## Short problem
Render every line of the items below as one string in a JSON list, leaving out the blank lines.

-- begin Data listing --

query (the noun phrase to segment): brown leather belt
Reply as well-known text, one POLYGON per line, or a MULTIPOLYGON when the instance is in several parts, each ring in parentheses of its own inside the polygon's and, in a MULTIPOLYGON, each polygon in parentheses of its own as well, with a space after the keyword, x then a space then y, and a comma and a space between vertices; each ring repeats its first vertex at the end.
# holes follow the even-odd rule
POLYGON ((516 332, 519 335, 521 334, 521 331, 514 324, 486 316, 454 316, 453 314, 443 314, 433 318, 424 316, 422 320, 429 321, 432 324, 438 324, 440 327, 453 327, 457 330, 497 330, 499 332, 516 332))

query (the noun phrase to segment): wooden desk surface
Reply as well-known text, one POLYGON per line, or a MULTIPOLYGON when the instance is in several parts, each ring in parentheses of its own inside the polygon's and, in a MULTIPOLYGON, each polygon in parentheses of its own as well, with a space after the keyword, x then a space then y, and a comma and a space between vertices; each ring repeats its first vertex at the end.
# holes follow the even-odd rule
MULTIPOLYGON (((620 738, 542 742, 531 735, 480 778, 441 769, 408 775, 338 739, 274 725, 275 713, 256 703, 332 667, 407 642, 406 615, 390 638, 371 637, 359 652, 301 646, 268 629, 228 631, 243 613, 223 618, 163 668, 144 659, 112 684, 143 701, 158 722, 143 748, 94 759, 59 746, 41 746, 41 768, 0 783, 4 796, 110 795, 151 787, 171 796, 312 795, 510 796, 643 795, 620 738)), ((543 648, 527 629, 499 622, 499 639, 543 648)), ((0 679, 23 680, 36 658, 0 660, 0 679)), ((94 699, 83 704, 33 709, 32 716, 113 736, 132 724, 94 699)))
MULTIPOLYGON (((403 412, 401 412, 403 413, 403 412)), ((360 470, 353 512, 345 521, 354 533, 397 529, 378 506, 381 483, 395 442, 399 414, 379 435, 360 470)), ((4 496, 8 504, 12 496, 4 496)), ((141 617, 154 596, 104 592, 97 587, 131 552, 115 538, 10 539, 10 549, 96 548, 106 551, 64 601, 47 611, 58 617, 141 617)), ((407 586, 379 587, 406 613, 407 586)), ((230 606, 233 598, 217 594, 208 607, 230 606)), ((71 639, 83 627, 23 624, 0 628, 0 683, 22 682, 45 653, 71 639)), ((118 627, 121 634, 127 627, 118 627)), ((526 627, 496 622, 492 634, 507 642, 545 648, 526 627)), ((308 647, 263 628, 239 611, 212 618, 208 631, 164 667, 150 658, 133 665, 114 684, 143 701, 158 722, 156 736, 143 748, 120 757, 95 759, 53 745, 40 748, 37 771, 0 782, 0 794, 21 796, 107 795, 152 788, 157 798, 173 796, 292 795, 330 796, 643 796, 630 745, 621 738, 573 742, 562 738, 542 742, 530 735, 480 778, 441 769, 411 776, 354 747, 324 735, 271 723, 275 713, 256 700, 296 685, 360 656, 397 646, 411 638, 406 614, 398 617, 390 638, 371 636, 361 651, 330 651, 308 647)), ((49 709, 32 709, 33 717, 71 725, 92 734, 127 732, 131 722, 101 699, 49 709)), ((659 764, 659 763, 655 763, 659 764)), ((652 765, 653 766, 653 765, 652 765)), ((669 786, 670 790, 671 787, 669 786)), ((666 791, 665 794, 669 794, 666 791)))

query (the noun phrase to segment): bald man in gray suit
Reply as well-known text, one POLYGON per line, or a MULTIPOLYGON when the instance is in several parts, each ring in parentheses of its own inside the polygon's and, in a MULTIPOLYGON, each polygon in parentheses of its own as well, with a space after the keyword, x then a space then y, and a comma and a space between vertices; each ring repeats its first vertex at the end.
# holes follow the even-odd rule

-- end Data listing --

## Finished answer
[
  "query (the noun phrase to segment): brown leather belt",
  "Reply as well-known text, one POLYGON per line, or a MULTIPOLYGON when the instance is in several parts, each ring in parentheses of its own inside the polygon's and, in a MULTIPOLYGON, each polygon in parentheses of its own as well, with a space after the keyword, x then a space then y, and a comma and a space between vertices; each ring repeats its first vertex at the end.",
  "# holes follow the even-odd rule",
  "POLYGON ((516 332, 519 335, 521 334, 521 331, 514 324, 486 316, 454 316, 453 314, 443 314, 433 318, 424 316, 422 320, 429 321, 432 324, 438 324, 440 327, 453 327, 457 330, 497 330, 499 332, 516 332))",
  "query (the noun phrase to segment): wooden desk surface",
  "Reply as well-known text, one POLYGON per line, or a MULTIPOLYGON when the instance is in several parts, each ring in parentheses of its own inside the polygon's and, in a MULTIPOLYGON, each polygon in parentheses of its own as well, with a space after the keyword, x then a space then y, and a comma and a space between vertices; each ring repeats its first vertex at the end.",
  "# holes follow the even-odd rule",
  "MULTIPOLYGON (((620 738, 542 742, 531 735, 480 778, 441 769, 408 775, 338 739, 274 725, 275 713, 256 703, 332 667, 407 642, 406 615, 390 638, 371 637, 359 652, 301 646, 268 629, 228 631, 243 613, 223 618, 163 668, 144 659, 112 684, 143 701, 158 722, 143 748, 94 759, 59 746, 41 746, 41 768, 0 783, 4 796, 110 795, 151 787, 171 796, 312 795, 510 796, 643 795, 620 738)), ((543 648, 527 629, 499 622, 499 639, 543 648)), ((0 679, 23 680, 36 658, 0 660, 0 679)), ((94 699, 83 704, 33 709, 32 716, 113 736, 132 724, 94 699)))",
  "MULTIPOLYGON (((403 412, 401 412, 403 413, 403 412)), ((360 470, 353 512, 345 521, 354 533, 397 529, 378 506, 381 483, 395 442, 399 414, 379 435, 360 470)), ((4 496, 8 504, 12 496, 4 496)), ((141 617, 154 596, 104 592, 97 587, 131 552, 115 538, 10 539, 10 549, 96 548, 106 551, 64 601, 47 611, 58 617, 141 617)), ((407 586, 379 587, 406 613, 407 586)), ((230 606, 233 598, 217 594, 208 607, 230 606)), ((71 639, 83 627, 23 624, 0 628, 0 683, 22 682, 45 653, 71 639)), ((118 627, 121 634, 127 627, 118 627)), ((526 627, 496 622, 492 634, 507 642, 545 648, 526 627)), ((308 647, 263 628, 239 611, 212 618, 208 631, 164 667, 150 658, 133 665, 114 684, 143 701, 158 722, 156 736, 143 748, 120 757, 95 759, 53 745, 40 748, 37 771, 0 782, 0 794, 21 796, 107 795, 152 788, 157 798, 173 796, 292 795, 330 796, 643 796, 630 745, 621 738, 573 742, 562 738, 542 742, 530 735, 480 778, 441 769, 411 776, 354 747, 324 735, 271 723, 275 713, 256 700, 296 685, 360 656, 397 646, 411 638, 406 614, 398 617, 390 638, 371 636, 361 651, 330 651, 308 647)), ((49 709, 32 709, 33 717, 71 725, 92 734, 127 732, 131 722, 101 699, 49 709)), ((659 764, 659 763, 655 763, 659 764)), ((652 765, 653 766, 653 765, 652 765)), ((669 786, 670 790, 671 787, 669 786)), ((666 791, 665 794, 669 794, 666 791)))",
  "query (the noun phrase to segment): bald man in gray suit",
  "Reply as well-known text, one POLYGON per line, or a MULTIPOLYGON when the instance is in several parts, each ring in parentheses of its own inside the polygon's and, in a MULTIPOLYGON, each polygon in parentheses of its own as well, with a space after the keyword, x then a space then y, and a comma and a space between vertices; each ring repeats its first vertex at the end.",
  "# holes follow the even-odd rule"
]